Write out the entries verbatim and leave the images out of the copy.

== Record set ==

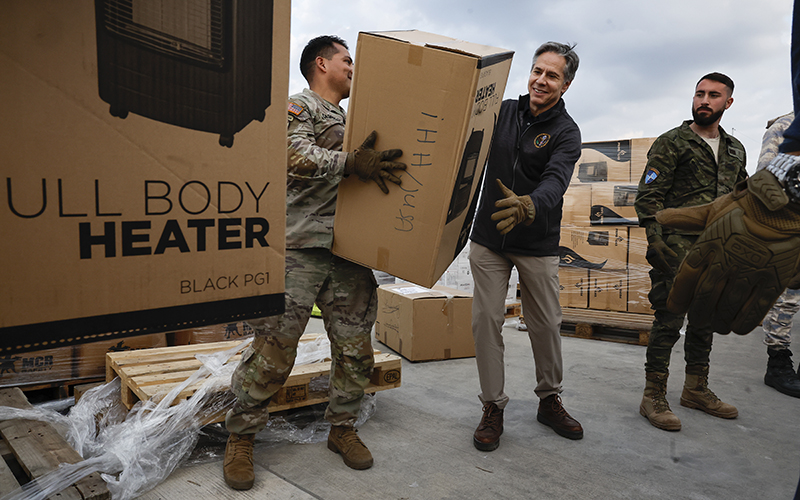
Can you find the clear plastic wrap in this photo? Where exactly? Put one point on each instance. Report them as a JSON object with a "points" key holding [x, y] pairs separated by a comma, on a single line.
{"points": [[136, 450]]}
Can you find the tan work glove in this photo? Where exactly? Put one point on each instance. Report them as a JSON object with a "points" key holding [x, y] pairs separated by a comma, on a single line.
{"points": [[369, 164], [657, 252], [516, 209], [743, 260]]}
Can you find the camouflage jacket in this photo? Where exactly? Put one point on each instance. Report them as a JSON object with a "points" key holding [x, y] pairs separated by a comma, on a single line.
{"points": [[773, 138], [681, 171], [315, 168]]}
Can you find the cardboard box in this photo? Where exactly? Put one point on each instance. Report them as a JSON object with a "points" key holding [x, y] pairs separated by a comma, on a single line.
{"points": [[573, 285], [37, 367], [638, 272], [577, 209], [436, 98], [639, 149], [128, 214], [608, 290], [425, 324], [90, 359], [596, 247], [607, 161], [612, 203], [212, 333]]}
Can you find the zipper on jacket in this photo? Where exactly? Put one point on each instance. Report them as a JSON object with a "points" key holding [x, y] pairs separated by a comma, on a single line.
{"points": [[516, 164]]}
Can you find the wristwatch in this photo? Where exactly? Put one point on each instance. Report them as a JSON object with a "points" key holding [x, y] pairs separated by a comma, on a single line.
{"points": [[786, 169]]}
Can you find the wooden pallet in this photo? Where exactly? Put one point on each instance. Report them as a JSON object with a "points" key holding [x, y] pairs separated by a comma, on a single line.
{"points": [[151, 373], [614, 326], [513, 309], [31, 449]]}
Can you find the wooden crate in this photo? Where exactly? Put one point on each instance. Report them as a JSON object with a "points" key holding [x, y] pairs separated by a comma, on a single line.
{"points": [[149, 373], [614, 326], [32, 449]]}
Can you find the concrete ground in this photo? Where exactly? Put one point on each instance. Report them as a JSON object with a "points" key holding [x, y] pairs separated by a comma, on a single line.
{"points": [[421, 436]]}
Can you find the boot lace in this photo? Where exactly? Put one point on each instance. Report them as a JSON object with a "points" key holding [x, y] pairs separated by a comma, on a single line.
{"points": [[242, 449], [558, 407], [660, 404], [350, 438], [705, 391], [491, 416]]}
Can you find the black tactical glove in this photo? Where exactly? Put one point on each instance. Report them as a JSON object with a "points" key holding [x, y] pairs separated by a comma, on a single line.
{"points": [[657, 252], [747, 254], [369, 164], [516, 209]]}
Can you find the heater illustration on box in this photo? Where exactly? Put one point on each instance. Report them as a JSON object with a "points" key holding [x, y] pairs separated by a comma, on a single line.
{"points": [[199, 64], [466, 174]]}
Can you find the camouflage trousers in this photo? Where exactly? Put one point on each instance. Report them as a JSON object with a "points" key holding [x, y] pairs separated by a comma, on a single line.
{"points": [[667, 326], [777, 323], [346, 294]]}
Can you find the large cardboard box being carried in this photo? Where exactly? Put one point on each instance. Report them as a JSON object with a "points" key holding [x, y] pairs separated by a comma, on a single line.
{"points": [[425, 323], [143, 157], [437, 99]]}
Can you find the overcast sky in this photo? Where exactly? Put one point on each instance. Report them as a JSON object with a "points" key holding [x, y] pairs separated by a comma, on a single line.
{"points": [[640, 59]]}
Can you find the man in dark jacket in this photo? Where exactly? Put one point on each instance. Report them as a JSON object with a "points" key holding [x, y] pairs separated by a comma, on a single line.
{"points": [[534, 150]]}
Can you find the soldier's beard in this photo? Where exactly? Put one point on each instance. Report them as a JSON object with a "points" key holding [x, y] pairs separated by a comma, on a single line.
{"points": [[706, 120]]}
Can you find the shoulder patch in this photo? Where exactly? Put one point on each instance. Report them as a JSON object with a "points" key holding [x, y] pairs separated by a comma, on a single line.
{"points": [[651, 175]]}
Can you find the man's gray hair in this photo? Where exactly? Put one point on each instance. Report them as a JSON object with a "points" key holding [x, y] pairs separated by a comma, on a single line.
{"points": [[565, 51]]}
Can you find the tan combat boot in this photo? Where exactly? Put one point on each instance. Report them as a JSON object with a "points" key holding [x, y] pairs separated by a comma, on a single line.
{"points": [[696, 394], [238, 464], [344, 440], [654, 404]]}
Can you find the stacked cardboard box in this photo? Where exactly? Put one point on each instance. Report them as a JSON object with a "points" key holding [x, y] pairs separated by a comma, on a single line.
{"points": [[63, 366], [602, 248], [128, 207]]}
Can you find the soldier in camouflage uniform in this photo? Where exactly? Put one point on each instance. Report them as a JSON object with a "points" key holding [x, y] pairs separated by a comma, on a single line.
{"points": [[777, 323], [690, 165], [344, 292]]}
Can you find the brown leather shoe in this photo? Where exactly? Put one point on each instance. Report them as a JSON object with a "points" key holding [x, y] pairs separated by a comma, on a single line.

===

#### Result:
Can you find the clear plastic wrap in this photo? Where exactly? Put one point on each instance. Report them as a JSON object with a "points" key holding [x, y] pairs separated by a comma, on a single line.
{"points": [[136, 450]]}
Can you find the tan work glove in this photo? Where exactly? Put one point on each instance. Report them as a JSON object with a "points" key holding [x, y] pairs separated by a comma, on a single line.
{"points": [[369, 164], [657, 252], [516, 209], [743, 260]]}
Can you find the camouflage jacket in this photo? Where exactly? Put one point on each instance. Report them as a JSON object with a "points" key holding [x, y] pairs separated by a comma, on a single line.
{"points": [[773, 138], [681, 171], [315, 168]]}
Can you find the cardboard box in this photo? Where exactly? Put one point on each instance. Report them as a JSON object with a "points" key holding [x, y] pairs separated by a comma, on a single line.
{"points": [[573, 285], [37, 367], [638, 272], [577, 209], [436, 98], [639, 149], [128, 214], [608, 290], [425, 324], [90, 359], [596, 247], [607, 161], [612, 203], [212, 333]]}
Can you find the zipper on jacket in this photo? Where exactly? Put one point on each instance. Report them as a JSON object with a "points" key holding [x, y] pairs separated by a comma, on a single line.
{"points": [[516, 164]]}
Can you find the wristwatch in this photo? Where exactly? Put one point on each instance. Report them as a JSON object with a "points" key holding [x, y] pairs separated by a comma, on a single line.
{"points": [[786, 169]]}
Can you find the wooden pallet in this photo? Where exactly? Put one point on each instance. Report them as a JSON object with a "points" key holding [x, y] pairs separated by a comma, on a single line.
{"points": [[151, 373], [614, 326], [513, 309], [31, 449]]}
Can you find the wooden crate in this photo? Where exactly? Put one point on each instance. Report them as a JSON object with a "points" key holding [x, y] pairs separated by a comma, on a single line.
{"points": [[149, 373], [614, 326], [32, 449]]}
Can you find the concrete ground in this photo? Where exactly? Put one point on each instance. Report them as a JSON object with a "points" key holding [x, y] pairs separated by a comma, on a single line.
{"points": [[421, 436]]}
Can you find the boot lace in this photo? Where exactly? Put one point on each instance. Report them as a JSON object with a "points" key holding [x, y] pairs separated by a comma, on a single line.
{"points": [[242, 449], [558, 407], [660, 404], [350, 438], [705, 391], [491, 416]]}
Can you find the black tactical glove in this photo? Where exactly? Put one point on each instance. Report them as a JSON object with a "points" key holding [x, y] pairs separated by a comma, on a single line.
{"points": [[657, 252], [747, 254], [369, 164], [516, 209]]}
Can you find the heater illustration on box in this photo? Where exactly? Put one point on each instance. Report them as a JSON object with a "points" key holding [x, y] pairs separated by a comma, on a single line.
{"points": [[199, 64], [466, 174]]}
Can you find the camouflage trousers in this photo? Where exactly? Put one point on each instance. Report them as a JSON object with a "points" key holding [x, y] pairs separated by a comma, on a single line.
{"points": [[667, 326], [777, 323], [346, 294]]}
Can you find the large cardboard box being carried in this photo? Where exactly? Put one point on each instance. Report them as a JSON object with a "points" key holding [x, y] pairs separated by a comma, on a single line.
{"points": [[425, 323], [143, 157], [437, 99]]}
Can you find the overcast sky in this photo? Where exactly? Put one point on each instance. Report them as a JSON object with a "points" key holding [x, y] pairs separated by a comma, on a single line.
{"points": [[640, 59]]}
Can you find the man in dark jacket in this photo? Where exactly? Put one point on each instance. Report them as a JSON object with a "points" key holding [x, y] pairs separated by a comma, on a single line.
{"points": [[534, 150]]}
Can you find the soldier's beard in this photo? Where exactly? Put one point on each instance. Report them as a JSON object with a "points" key holding [x, y] pairs separated by a comma, on a single line.
{"points": [[706, 120]]}
Can you find the shoulder patch in this photo? Where exactly? Put one point on each instance. Report them as a JSON object with a "points" key holding [x, y] pairs separated by a comma, on a single line.
{"points": [[651, 175]]}
Can you find the man's gray hair in this photo? Where exactly? Put one point on each instance. Report them as a JSON object with a "points" key holding [x, y] pairs separated by a comma, on a single line.
{"points": [[565, 51]]}
Can you find the tan combat boot in this photo? Where exactly? Put one point on each instance. Report them as a JSON object with a "points" key holding [x, y] pairs separated by a comma, on a single line.
{"points": [[696, 394], [238, 464], [344, 440], [654, 404]]}
Can you find the stacked cardboard box in this photo? Where exactly? Put one point on each instance. Report them as a JSON object with a "points" key holding [x, y] pairs separated by a comma, on a single line.
{"points": [[63, 366], [602, 248], [128, 207]]}
Can you find the soldier in camouflage uniform in this photo? Where exactly? Put one point on each instance. Report them as a JSON object with a "points" key holding [x, y] pairs separated by a comma, on a single line.
{"points": [[777, 323], [690, 165], [344, 292]]}
Can you find the brown leather shoe in this photo? Where exactly? Put one point on each instance. Report them as a JSON object with a "points" key holding [x, y] pairs separated by a comma, on a single line.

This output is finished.